:: Material to process
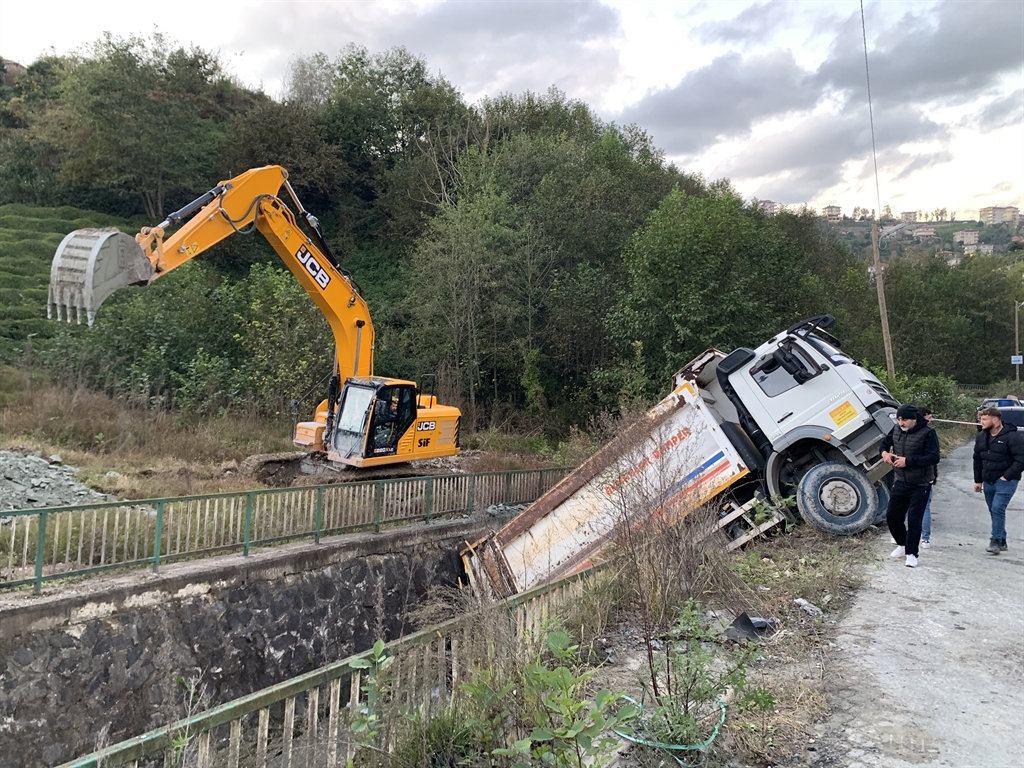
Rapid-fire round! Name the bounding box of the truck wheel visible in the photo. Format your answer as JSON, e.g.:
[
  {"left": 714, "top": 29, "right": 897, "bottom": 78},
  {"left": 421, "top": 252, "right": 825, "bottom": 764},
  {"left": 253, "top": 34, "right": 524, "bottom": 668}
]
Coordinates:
[
  {"left": 797, "top": 462, "right": 881, "bottom": 536},
  {"left": 871, "top": 480, "right": 890, "bottom": 525}
]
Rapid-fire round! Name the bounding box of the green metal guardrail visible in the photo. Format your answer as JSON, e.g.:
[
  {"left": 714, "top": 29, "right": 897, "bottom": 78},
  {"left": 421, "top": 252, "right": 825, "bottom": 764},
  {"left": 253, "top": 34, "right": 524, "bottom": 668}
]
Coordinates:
[
  {"left": 60, "top": 569, "right": 594, "bottom": 768},
  {"left": 0, "top": 467, "right": 571, "bottom": 594}
]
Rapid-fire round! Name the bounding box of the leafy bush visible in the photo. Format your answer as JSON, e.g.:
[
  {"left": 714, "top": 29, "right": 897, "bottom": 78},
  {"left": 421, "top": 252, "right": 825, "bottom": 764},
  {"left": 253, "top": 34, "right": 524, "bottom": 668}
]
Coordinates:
[{"left": 874, "top": 370, "right": 978, "bottom": 421}]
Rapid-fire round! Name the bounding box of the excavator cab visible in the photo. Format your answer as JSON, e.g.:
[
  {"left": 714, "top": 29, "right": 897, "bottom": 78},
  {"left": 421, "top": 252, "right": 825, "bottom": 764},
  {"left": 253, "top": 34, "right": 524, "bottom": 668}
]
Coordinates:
[{"left": 321, "top": 377, "right": 461, "bottom": 467}]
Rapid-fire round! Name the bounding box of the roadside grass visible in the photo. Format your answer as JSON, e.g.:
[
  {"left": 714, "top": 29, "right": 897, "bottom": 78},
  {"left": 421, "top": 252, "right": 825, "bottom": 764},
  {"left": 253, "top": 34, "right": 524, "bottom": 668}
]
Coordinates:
[{"left": 0, "top": 366, "right": 292, "bottom": 499}]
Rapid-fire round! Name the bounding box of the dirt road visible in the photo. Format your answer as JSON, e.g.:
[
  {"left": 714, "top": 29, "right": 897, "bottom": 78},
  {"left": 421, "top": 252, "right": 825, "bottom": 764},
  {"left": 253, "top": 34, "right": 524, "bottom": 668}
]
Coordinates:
[{"left": 802, "top": 445, "right": 1024, "bottom": 768}]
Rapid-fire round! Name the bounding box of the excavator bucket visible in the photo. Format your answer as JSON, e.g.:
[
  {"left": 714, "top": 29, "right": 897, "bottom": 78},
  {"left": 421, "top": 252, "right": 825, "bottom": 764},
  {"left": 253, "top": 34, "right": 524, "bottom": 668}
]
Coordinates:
[{"left": 46, "top": 228, "right": 153, "bottom": 326}]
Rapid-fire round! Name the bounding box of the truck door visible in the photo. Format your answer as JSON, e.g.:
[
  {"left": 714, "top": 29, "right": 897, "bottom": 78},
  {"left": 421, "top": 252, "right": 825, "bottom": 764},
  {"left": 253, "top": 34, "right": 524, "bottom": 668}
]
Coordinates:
[{"left": 729, "top": 337, "right": 860, "bottom": 444}]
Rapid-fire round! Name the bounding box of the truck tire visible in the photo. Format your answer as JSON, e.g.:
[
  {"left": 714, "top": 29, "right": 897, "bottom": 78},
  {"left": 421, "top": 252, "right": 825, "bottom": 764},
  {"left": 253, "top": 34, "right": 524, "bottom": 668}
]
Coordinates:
[{"left": 797, "top": 462, "right": 881, "bottom": 536}]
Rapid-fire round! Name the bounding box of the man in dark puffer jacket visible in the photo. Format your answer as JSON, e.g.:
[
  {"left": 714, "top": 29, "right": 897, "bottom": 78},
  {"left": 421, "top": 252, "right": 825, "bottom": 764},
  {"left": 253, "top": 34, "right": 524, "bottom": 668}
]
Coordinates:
[
  {"left": 882, "top": 406, "right": 939, "bottom": 568},
  {"left": 974, "top": 408, "right": 1024, "bottom": 555}
]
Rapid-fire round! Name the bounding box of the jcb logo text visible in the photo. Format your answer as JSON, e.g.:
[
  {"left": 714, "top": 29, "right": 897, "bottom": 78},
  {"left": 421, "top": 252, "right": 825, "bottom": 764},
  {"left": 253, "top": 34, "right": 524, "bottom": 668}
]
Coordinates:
[{"left": 295, "top": 246, "right": 331, "bottom": 289}]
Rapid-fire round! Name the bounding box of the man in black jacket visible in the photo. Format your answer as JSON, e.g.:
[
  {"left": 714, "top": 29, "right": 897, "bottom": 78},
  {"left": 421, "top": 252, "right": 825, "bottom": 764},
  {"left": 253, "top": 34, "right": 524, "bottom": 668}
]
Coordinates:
[
  {"left": 882, "top": 406, "right": 939, "bottom": 568},
  {"left": 974, "top": 408, "right": 1024, "bottom": 555}
]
::::
*Task requirements*
Switch every "Coordinates" in the data to "Box list" and reproduce all the lines otherwise unchanged. Omit the pictures from your output.

*Answer to the problem*
Rapid-fire round! Name the bounding box of the truck wheel visible in the photo. Format your answer as JSON, e.g.:
[
  {"left": 714, "top": 29, "right": 897, "bottom": 78},
  {"left": 421, "top": 252, "right": 825, "bottom": 764},
  {"left": 253, "top": 34, "right": 524, "bottom": 668}
]
Box list:
[
  {"left": 797, "top": 462, "right": 881, "bottom": 536},
  {"left": 871, "top": 480, "right": 890, "bottom": 525}
]
Rapid-fire round! Name the bounding box of the green metal guardrail visible in the photo. Format your answer as JSON, e.g.:
[
  {"left": 714, "top": 29, "right": 897, "bottom": 78},
  {"left": 421, "top": 252, "right": 825, "bottom": 764},
  {"left": 253, "top": 34, "right": 524, "bottom": 668}
]
Box list:
[
  {"left": 60, "top": 569, "right": 594, "bottom": 768},
  {"left": 0, "top": 467, "right": 571, "bottom": 594}
]
Rapid-fire round! Name the bounding box of the leafy bush visible in the photo. Format your answer as JSON, e.g.:
[
  {"left": 714, "top": 29, "right": 897, "bottom": 78},
  {"left": 421, "top": 252, "right": 825, "bottom": 764},
  {"left": 253, "top": 34, "right": 524, "bottom": 668}
]
Box list:
[{"left": 874, "top": 370, "right": 978, "bottom": 421}]
Rapid-fire round! Name the bounding box of the excavator cab visible in the photo. Format your answer as JSON, e.g.:
[
  {"left": 714, "top": 29, "right": 897, "bottom": 78},
  {"left": 421, "top": 252, "right": 825, "bottom": 764},
  {"left": 253, "top": 34, "right": 524, "bottom": 668}
]
Box list:
[{"left": 321, "top": 377, "right": 461, "bottom": 467}]
Rapid-fire round! Name the bounding box of the roadside grass visible in the photo. Format your answer as JSON, e.g.:
[
  {"left": 714, "top": 29, "right": 897, "bottom": 78},
  {"left": 421, "top": 252, "right": 825, "bottom": 764},
  {"left": 253, "top": 34, "right": 524, "bottom": 668}
]
Box list:
[{"left": 0, "top": 366, "right": 292, "bottom": 499}]
Rapid-fire round! Name the bounding box of the dirt road visible in the photo. Format your answer as JSON, e.g.:
[
  {"left": 714, "top": 29, "right": 897, "bottom": 78},
  {"left": 421, "top": 252, "right": 825, "bottom": 764},
  {"left": 253, "top": 34, "right": 524, "bottom": 668}
]
Box list:
[{"left": 802, "top": 445, "right": 1024, "bottom": 768}]
Rapid-fire round! Name the bounding box of the excavator bucket visible in the photo. Format your answer as JSON, e.g.:
[
  {"left": 714, "top": 29, "right": 897, "bottom": 78},
  {"left": 421, "top": 252, "right": 825, "bottom": 764},
  {"left": 253, "top": 34, "right": 524, "bottom": 668}
]
Box list:
[{"left": 46, "top": 228, "right": 153, "bottom": 326}]
Rapid-fire round! Name the bounding box of the truck door visible in the photo. Format your answer as JSON, e.g.:
[
  {"left": 714, "top": 29, "right": 897, "bottom": 78},
  {"left": 421, "top": 252, "right": 825, "bottom": 764},
  {"left": 253, "top": 34, "right": 524, "bottom": 668}
]
Box list:
[{"left": 729, "top": 337, "right": 860, "bottom": 444}]
Rapid-fire round! Name the bounding box of the truck tire visible in the photo. Format your answer as JSON, e.g.:
[
  {"left": 714, "top": 29, "right": 897, "bottom": 78},
  {"left": 421, "top": 252, "right": 825, "bottom": 764},
  {"left": 253, "top": 34, "right": 524, "bottom": 668}
]
Box list:
[{"left": 797, "top": 462, "right": 881, "bottom": 536}]
Rapid-fire round! Name the bounding box of the man in dark puffer jacket visible in the photo. Format your answer as JSON, e.g.:
[
  {"left": 714, "top": 29, "right": 897, "bottom": 78},
  {"left": 421, "top": 252, "right": 825, "bottom": 764},
  {"left": 253, "top": 34, "right": 524, "bottom": 668}
]
Box list:
[
  {"left": 882, "top": 406, "right": 939, "bottom": 568},
  {"left": 974, "top": 408, "right": 1024, "bottom": 555}
]
Rapid-fire round! Name the bounding box of the jcb logo text visible in the photo. Format your answer as JSON, e.g.:
[
  {"left": 714, "top": 29, "right": 897, "bottom": 78},
  {"left": 421, "top": 252, "right": 825, "bottom": 764},
  {"left": 253, "top": 34, "right": 524, "bottom": 668}
]
Box list:
[{"left": 295, "top": 246, "right": 331, "bottom": 289}]
Rapid-fire round! Name the bounding box of the man in black jacket visible in the photo. Format your answer as JSON, e.g.:
[
  {"left": 714, "top": 29, "right": 897, "bottom": 78},
  {"left": 421, "top": 252, "right": 825, "bottom": 764},
  {"left": 253, "top": 34, "right": 524, "bottom": 668}
]
Box list:
[
  {"left": 882, "top": 406, "right": 939, "bottom": 568},
  {"left": 974, "top": 408, "right": 1024, "bottom": 555}
]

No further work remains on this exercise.